Omit the pictures and output exactly the lines from the start of the entries through the line containing "[[221, 140]]".

*** DATA FOR REVIEW

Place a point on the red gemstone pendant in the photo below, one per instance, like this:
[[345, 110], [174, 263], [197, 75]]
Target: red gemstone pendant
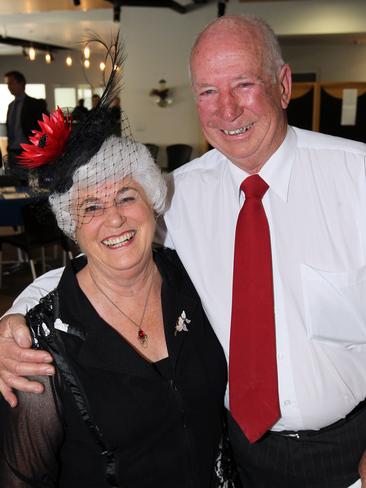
[[142, 338]]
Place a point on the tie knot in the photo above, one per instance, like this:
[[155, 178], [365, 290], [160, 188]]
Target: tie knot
[[254, 187]]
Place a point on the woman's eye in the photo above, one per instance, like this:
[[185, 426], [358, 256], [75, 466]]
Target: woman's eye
[[92, 208]]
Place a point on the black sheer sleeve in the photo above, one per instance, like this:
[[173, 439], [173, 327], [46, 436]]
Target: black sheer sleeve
[[31, 436]]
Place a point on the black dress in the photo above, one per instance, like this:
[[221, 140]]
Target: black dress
[[109, 417]]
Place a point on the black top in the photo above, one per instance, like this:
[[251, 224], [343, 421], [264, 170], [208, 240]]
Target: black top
[[160, 421]]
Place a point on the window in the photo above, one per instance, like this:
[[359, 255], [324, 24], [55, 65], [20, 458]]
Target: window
[[65, 97], [36, 90]]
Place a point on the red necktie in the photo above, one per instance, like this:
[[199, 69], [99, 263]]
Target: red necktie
[[252, 366]]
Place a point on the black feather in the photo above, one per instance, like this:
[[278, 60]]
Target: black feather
[[87, 136]]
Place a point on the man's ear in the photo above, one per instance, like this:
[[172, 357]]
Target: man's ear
[[285, 83]]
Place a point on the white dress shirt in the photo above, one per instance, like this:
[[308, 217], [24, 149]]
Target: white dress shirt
[[316, 209]]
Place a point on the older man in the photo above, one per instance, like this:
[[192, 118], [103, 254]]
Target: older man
[[270, 226]]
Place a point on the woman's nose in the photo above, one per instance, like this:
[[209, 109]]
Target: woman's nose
[[114, 215]]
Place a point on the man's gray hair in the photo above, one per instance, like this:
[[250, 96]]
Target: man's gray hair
[[118, 158]]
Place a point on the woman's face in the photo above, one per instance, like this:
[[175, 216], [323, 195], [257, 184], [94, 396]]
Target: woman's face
[[115, 227]]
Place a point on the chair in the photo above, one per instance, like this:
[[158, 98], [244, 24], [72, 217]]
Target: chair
[[40, 229], [177, 155], [154, 150]]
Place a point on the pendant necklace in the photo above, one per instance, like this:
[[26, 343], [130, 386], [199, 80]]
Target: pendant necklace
[[142, 337]]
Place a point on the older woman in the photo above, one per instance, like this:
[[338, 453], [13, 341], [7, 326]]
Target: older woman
[[138, 393]]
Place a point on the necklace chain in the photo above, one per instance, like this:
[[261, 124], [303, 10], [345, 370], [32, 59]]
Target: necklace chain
[[142, 337]]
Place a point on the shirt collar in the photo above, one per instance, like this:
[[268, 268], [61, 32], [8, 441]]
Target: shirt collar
[[277, 170], [20, 98]]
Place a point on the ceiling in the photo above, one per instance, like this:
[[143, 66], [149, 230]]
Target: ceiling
[[62, 23]]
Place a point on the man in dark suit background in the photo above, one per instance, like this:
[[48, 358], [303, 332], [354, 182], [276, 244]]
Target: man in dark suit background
[[22, 117]]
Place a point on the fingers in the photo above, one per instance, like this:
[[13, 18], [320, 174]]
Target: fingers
[[14, 326], [19, 383]]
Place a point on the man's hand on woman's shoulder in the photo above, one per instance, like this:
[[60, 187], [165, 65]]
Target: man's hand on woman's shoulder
[[18, 360]]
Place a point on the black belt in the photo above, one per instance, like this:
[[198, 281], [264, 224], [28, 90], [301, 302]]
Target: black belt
[[300, 434]]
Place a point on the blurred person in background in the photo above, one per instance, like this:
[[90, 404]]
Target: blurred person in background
[[22, 117]]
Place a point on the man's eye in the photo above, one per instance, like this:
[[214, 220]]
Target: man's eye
[[245, 84], [206, 93]]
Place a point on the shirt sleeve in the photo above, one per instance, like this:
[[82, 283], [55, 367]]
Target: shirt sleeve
[[31, 436], [40, 287]]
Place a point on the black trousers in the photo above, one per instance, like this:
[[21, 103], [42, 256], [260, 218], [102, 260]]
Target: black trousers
[[327, 458]]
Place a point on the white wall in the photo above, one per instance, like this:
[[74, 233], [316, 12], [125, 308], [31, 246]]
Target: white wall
[[158, 42], [54, 74]]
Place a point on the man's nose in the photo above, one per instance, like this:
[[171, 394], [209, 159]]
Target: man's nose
[[229, 106]]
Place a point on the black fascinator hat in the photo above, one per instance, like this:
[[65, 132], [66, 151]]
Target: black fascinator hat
[[59, 148]]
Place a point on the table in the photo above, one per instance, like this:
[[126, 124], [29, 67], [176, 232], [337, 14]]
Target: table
[[12, 200]]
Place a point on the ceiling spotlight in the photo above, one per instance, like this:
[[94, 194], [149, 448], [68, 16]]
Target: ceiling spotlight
[[116, 13], [32, 54], [48, 58]]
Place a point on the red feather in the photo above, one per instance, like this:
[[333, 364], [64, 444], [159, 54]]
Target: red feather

******

RESULT OF THE TASK:
Place a point on the red gemstone pendant in the photo below, one per instance, like this:
[[345, 110], [174, 263], [197, 75]]
Target: red gemstone pendant
[[142, 338]]
Place a point on the tie knot in the photo above, one per instance, like this:
[[155, 178], [365, 290], [160, 188]]
Target: tie knot
[[254, 187]]
Place a point on the woman's eye in the photo above, one per instance, like this:
[[185, 426], [358, 256], [75, 466]]
Target: woman's eye
[[92, 208]]
Place a point on the black sheer sleeve in the photo above, one per instance, like this:
[[173, 439], [173, 327], [46, 436]]
Target: black sheer sleeve
[[31, 436]]
Place a point on the black dress in the photo above, one per instance, like this:
[[221, 140]]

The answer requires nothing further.